▶ MATERIAL SUPPLIED
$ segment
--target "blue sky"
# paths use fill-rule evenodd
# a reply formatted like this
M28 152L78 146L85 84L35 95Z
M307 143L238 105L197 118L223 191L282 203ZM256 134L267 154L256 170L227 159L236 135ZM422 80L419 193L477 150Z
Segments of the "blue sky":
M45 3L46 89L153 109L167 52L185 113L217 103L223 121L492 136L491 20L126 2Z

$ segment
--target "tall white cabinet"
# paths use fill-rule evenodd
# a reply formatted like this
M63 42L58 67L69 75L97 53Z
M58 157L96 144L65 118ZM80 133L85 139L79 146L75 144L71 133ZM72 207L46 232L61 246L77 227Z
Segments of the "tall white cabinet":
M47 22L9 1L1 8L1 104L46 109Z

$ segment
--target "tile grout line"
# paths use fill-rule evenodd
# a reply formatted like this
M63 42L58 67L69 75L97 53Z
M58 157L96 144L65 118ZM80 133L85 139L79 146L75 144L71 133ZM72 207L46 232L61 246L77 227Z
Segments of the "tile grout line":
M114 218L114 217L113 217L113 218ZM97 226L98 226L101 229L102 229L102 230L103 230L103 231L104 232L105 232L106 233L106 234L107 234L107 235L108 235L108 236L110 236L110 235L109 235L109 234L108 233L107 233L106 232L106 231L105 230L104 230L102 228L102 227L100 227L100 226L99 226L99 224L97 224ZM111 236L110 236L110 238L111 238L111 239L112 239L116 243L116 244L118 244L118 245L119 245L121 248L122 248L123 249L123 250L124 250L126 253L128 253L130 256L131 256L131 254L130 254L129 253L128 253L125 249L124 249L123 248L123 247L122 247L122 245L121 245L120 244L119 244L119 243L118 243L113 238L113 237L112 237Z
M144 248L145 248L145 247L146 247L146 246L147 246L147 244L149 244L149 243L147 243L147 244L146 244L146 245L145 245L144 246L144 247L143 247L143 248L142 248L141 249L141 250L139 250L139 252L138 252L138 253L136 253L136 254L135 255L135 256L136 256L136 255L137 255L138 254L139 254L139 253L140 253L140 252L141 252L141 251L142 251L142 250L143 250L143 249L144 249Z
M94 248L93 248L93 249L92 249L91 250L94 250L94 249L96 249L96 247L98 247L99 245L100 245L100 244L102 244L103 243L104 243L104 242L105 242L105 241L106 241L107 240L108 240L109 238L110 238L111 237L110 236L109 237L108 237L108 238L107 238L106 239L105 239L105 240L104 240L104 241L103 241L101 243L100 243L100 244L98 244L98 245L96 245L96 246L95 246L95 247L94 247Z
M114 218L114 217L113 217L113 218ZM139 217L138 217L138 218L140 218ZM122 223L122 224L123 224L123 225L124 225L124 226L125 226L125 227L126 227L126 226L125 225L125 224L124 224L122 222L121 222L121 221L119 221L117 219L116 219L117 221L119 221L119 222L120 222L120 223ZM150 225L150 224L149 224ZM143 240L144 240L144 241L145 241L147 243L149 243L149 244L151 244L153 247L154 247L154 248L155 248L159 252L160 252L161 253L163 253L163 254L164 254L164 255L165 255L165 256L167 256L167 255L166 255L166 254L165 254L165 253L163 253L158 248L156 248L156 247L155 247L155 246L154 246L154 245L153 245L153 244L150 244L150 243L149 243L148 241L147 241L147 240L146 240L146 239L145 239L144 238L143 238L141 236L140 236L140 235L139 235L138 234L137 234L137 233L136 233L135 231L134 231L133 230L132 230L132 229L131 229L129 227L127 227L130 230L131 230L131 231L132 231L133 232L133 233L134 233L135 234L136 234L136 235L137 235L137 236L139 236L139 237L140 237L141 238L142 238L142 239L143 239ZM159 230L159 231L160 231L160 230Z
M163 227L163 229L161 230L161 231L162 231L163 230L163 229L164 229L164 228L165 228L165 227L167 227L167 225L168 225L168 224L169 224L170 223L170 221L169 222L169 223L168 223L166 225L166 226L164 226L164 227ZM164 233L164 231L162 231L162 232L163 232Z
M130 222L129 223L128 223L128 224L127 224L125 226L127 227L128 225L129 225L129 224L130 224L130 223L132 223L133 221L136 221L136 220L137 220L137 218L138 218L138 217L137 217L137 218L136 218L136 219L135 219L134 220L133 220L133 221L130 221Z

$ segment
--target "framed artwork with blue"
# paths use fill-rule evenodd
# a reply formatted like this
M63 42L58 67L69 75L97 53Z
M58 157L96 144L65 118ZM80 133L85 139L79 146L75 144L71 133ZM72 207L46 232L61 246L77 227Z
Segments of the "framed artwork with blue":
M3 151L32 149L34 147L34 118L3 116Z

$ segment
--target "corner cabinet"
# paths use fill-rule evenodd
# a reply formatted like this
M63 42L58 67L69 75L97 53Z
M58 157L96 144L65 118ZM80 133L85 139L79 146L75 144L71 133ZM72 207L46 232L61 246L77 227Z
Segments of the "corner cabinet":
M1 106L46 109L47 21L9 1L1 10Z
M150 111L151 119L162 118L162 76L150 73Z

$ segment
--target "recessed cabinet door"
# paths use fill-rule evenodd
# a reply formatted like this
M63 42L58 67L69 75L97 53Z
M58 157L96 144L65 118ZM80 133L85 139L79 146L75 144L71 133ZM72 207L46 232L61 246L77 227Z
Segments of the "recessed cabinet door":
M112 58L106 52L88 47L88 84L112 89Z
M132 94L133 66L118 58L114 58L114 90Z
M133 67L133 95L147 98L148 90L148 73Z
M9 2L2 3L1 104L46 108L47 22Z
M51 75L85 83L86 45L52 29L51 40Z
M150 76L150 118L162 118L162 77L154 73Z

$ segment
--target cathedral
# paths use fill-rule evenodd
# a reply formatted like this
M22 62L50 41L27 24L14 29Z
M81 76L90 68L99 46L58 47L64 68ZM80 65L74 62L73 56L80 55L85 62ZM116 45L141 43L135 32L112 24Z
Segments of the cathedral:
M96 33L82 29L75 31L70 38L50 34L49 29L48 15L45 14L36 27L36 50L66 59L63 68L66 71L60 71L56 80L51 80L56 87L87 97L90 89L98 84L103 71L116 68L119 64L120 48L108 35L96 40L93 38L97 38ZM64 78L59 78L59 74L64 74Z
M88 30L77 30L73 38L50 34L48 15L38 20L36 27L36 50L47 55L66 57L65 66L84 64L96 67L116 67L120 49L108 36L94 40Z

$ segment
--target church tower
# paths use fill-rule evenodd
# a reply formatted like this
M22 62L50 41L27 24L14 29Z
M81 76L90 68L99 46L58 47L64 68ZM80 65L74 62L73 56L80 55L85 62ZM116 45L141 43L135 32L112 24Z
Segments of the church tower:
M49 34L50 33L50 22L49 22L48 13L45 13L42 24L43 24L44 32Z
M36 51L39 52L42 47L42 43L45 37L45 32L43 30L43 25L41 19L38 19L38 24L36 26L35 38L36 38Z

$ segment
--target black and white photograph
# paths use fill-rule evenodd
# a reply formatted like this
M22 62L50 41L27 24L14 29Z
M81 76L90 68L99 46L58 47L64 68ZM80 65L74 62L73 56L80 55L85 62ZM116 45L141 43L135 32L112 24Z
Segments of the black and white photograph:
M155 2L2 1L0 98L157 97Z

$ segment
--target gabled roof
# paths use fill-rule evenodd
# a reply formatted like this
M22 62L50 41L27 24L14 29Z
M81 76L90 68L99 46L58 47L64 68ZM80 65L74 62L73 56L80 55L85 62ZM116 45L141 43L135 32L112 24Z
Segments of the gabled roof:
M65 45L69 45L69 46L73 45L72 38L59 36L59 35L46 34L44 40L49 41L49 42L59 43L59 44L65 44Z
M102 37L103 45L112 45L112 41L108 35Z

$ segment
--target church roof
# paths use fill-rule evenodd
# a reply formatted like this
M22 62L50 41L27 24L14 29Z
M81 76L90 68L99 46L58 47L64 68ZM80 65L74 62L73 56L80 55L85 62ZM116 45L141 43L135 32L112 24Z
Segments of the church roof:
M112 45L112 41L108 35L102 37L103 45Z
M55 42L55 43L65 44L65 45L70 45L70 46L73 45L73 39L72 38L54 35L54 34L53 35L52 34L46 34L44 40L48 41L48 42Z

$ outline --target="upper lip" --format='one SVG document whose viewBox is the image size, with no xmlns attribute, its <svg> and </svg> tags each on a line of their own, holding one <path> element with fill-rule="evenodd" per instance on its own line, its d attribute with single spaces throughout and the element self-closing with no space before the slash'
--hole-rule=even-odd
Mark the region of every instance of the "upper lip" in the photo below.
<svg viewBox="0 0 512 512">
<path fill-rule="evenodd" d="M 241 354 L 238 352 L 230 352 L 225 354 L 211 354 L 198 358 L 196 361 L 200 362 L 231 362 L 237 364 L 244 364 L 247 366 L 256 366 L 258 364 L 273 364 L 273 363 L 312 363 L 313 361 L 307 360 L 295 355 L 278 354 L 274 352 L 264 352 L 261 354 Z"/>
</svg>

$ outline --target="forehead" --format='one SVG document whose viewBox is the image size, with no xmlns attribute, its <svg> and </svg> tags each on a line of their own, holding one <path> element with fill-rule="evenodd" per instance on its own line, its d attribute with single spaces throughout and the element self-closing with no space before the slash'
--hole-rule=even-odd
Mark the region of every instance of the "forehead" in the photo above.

▶ WHAT IS REQUIRED
Render the lines from the start of the items through the line containing "M47 22L9 1L1 8L1 104L46 109Z" as a Markdown table with the columns Row and Line, numbering each row and omitting blank lines.

▶ REPLY TO THE TASK
| Row | Line |
|---|---|
| 1 | $ segment |
| 2 | --target "blue sky" |
| 3 | # paths use fill-rule evenodd |
| 4 | # a reply formatted like this |
| 5 | M28 152L78 146L85 84L35 95Z |
| 6 | M307 143L238 105L197 118L223 191L282 203ZM256 134L267 154L256 170L227 159L236 135ZM422 80L419 193L477 150Z |
| 7 | Segments of the "blue sky": |
| 8 | M45 3L46 89L153 109L167 52L185 113L217 103L223 121L492 136L491 20L126 2Z |
| 9 | $ segment |
| 10 | --target "tall white cabinet" |
| 11 | # paths use fill-rule evenodd |
| 12 | # a reply formatted like this |
| 13 | M63 42L58 67L69 75L97 53Z |
| 14 | M58 157L96 144L65 118ZM80 133L85 139L79 146L75 144L71 133ZM72 207L46 232L61 246L77 227Z |
| 15 | Segments of the "tall white cabinet": |
| 16 | M47 22L9 1L1 8L1 104L46 109Z |